::: Extracted records :::

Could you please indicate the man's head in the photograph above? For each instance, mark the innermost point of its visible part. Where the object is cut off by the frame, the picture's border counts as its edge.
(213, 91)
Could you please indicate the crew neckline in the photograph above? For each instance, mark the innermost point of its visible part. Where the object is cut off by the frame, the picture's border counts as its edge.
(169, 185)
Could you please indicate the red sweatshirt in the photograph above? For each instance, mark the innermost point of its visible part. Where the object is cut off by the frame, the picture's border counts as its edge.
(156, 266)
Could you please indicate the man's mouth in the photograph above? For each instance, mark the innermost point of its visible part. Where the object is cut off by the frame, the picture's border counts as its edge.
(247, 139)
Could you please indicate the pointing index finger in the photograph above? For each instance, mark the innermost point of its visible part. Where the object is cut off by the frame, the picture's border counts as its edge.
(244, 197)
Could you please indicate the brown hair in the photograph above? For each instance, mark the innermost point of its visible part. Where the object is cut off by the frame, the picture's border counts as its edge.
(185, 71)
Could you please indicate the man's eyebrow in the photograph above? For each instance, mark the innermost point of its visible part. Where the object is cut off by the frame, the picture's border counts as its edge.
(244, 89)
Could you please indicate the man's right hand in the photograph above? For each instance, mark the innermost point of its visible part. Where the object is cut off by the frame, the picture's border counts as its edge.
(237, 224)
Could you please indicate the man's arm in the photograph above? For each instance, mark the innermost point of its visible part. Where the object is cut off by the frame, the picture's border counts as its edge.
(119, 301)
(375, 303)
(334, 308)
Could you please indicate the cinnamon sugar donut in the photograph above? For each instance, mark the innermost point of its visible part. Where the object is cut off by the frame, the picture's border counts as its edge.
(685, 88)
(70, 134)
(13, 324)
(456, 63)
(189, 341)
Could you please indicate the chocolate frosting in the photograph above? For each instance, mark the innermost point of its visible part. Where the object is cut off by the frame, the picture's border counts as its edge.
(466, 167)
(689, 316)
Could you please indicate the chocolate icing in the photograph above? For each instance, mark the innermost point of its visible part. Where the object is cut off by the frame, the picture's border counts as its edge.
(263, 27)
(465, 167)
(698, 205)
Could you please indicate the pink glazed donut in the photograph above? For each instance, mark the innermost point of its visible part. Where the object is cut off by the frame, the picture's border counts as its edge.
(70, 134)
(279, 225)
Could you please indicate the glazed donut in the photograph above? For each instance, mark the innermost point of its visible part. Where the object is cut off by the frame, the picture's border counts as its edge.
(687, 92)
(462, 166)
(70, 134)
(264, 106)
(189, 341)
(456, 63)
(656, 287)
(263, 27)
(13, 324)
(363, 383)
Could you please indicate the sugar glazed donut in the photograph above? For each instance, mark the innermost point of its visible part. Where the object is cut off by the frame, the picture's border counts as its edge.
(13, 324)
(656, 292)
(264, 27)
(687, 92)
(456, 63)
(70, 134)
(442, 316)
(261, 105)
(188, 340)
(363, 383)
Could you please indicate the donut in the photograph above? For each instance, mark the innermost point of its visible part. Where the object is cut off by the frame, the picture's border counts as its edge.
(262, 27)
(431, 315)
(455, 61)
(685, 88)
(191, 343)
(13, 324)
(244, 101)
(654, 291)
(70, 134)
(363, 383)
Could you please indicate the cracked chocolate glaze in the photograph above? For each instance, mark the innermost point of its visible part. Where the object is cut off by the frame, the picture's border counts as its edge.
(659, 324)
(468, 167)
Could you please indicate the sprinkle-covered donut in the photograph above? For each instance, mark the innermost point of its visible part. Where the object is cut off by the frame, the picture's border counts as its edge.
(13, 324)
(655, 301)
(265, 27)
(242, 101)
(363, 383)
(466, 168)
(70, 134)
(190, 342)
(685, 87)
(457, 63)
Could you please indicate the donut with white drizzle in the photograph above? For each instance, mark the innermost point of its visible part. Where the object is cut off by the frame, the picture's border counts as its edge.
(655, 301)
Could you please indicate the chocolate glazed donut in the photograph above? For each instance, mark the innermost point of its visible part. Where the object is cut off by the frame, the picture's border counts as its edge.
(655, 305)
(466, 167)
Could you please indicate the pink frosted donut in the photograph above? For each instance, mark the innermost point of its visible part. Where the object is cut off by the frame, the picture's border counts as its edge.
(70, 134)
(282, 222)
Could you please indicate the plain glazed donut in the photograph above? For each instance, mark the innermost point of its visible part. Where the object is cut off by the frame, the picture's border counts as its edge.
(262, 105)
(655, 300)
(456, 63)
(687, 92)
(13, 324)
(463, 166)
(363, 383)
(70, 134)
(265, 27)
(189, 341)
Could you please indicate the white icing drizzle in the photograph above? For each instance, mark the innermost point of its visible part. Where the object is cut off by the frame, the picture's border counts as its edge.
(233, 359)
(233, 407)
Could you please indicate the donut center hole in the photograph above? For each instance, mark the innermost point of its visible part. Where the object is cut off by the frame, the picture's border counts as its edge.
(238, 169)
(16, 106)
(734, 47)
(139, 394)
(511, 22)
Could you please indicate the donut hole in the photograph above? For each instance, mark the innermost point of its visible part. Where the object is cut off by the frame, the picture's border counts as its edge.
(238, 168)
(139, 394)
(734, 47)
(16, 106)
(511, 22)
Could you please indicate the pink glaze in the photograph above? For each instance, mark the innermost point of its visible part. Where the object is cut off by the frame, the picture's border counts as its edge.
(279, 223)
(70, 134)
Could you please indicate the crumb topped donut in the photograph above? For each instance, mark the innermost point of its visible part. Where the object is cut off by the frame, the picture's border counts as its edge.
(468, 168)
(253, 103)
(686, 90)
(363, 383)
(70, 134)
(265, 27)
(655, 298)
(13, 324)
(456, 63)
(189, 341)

:::

[Exercise details] Write out, word for word, the line containing "Could you please indicate the white" and every line after it to the end of the data above.

[The reply]
Could you please indicate the white icing drizzle in the photograph above? For each instance, mark the innermost point of its visible part. Where the object is cut off by the frame, the picture's border counts as its edge.
(233, 359)
(233, 407)
Could you please indicate the donut center hole in the photograph above? For each instance, mark the innermost point of its visible part. Where the object is cut off by the frame, the picture's border counts as its edge.
(238, 169)
(16, 106)
(734, 47)
(139, 394)
(511, 22)
Could you please indicate the donut hole in the photograph above? For each instance, mark the innermost point of its visible part. Where the object is cut off by the frame, the picture's border counts as its edge.
(238, 168)
(139, 394)
(734, 47)
(16, 106)
(511, 22)
Could you please indicate the pink glaze in the photograph above? For each instance, mark the innermost point of its visible part. Where the object is cut off by the frame, the picture's border counts as its edge.
(279, 223)
(70, 134)
Could you please indicate the crumb topped donut in the photograph above? For each instance, mark the innermost point of its visible part. Where the object is cut off by the frame, the picture's border counts as its edge.
(468, 168)
(253, 103)
(686, 90)
(363, 383)
(70, 134)
(265, 27)
(655, 298)
(13, 324)
(456, 63)
(189, 341)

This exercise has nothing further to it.